**DOCUMENT SEGMENT:**
In particle swarm optimization, the acceleration factor determines the influence of individual particle experience information and other particle experience information on the optimization trajectory. For the acceleration factor, c₁ is the global acceleration factor and c₂ is the local acceleration factor [29]. To converge faster, the acceleration factor is improved so that c₁ gradually increases and c₂ gradually decreases, thus strengthening the convergence ability of particles to the global optimum.

$$\begin{array}{l}{c}_1=c_0{\sin }^2\left[\frac{\mathsf{\pi }}{2}(1-\frac{k}{k_{\max }})\right]\\ c_2=c_0{\sin }^2\left(\frac{\mathsf{\pi }}{2}\frac{k}{k_{\max }}\right)\end{array}$$

(27)

where: c₀ is the initial value.

4.3. Solution Steps

In solving the problem of optimal system capacity configuration, the paper applies the improved IDW-PSO problem solving and the flow is shown in Figure 4.

**PROVIDED DATA:**
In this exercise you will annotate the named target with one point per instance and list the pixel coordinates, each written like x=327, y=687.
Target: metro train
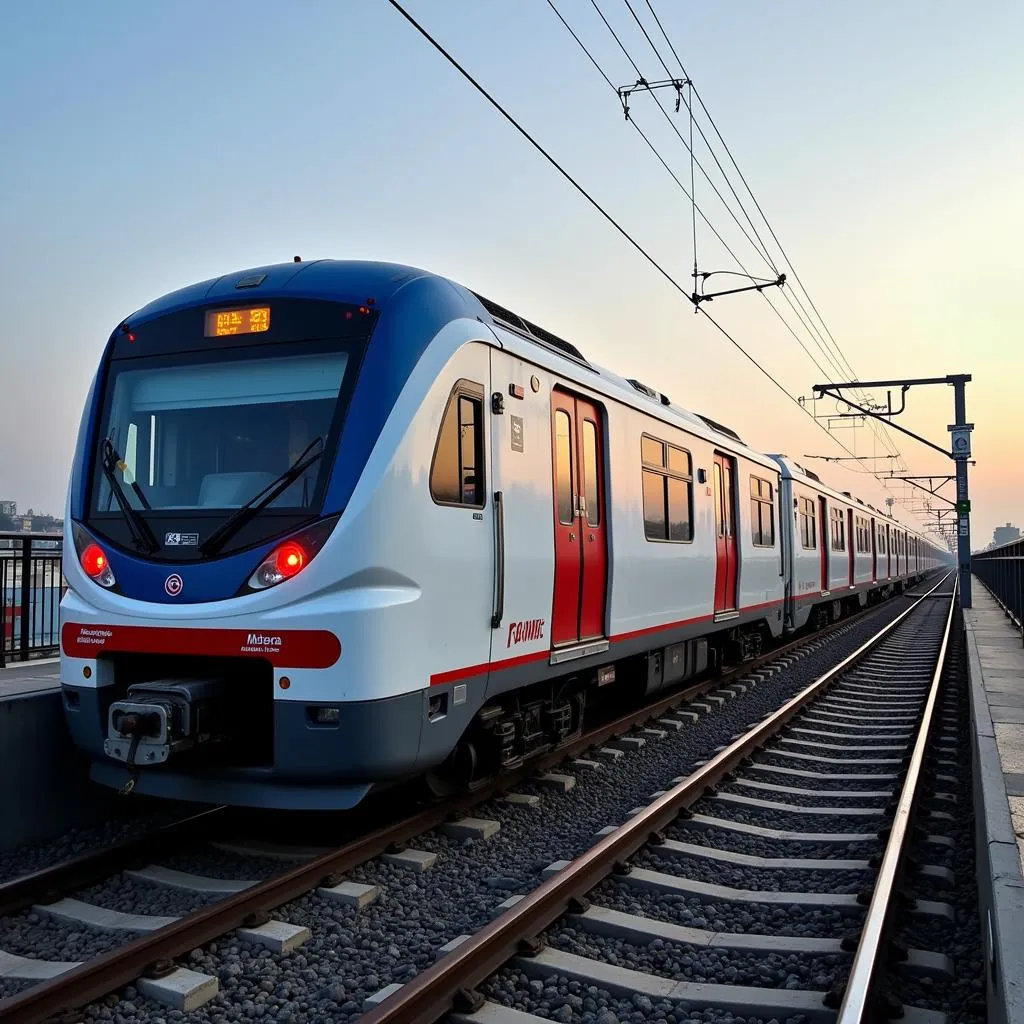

**DIRECTIONS:**
Please decide whether each of the following statements agrees with the passage on particle swarm optimization, answering yes or no and quoting the words of the passage that decide it.
1. The passage calls c₁ the global acceleration factor.
2. The passage defines c₀ as the final value.
3. The flow for solving the capacity configuration problem appears in Figure 4.
The listing comes from a separate source.

**SOLUTION FOR THIS EXERCISE:**
1. Yes: "c₁ is the global acceleration factor"
2. No: "c₀ is the initial value"
3. Yes: "the flow is shown in Figure 4"